# Your objective:
Your task is to work out how many lines in the data that follows hold "slope" and to state that number alone.

Saved data entries:
+===+

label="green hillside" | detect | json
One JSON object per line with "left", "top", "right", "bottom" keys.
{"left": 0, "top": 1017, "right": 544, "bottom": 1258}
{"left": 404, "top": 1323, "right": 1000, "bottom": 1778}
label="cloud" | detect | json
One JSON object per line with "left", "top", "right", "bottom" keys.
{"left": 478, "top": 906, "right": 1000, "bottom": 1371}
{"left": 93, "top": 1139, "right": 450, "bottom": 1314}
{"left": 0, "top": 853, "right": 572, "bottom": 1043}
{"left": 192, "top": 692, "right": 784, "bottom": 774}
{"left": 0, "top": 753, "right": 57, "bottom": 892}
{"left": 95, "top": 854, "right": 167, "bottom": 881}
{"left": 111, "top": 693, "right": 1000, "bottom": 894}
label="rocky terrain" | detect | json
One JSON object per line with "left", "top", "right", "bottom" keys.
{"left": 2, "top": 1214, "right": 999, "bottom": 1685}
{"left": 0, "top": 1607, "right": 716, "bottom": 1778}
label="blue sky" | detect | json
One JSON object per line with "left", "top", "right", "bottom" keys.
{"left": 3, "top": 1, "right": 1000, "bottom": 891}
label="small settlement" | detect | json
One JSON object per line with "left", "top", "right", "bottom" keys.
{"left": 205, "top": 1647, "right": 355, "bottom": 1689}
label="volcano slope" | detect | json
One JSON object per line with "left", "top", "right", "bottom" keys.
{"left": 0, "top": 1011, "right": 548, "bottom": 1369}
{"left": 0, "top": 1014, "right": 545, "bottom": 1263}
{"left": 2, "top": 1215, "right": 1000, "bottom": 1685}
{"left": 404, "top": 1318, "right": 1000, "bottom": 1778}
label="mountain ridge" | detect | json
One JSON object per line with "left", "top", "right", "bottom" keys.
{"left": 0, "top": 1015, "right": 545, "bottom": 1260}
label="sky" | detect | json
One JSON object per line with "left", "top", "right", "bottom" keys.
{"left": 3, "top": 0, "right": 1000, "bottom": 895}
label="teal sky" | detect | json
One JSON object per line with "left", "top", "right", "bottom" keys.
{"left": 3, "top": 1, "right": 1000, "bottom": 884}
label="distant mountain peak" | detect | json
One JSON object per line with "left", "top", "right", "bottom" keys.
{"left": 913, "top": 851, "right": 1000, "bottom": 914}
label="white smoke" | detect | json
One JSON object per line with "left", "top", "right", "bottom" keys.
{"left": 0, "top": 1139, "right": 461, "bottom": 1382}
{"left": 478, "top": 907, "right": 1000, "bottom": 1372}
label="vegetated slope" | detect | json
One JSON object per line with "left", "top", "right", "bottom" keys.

+===+

# Your response:
2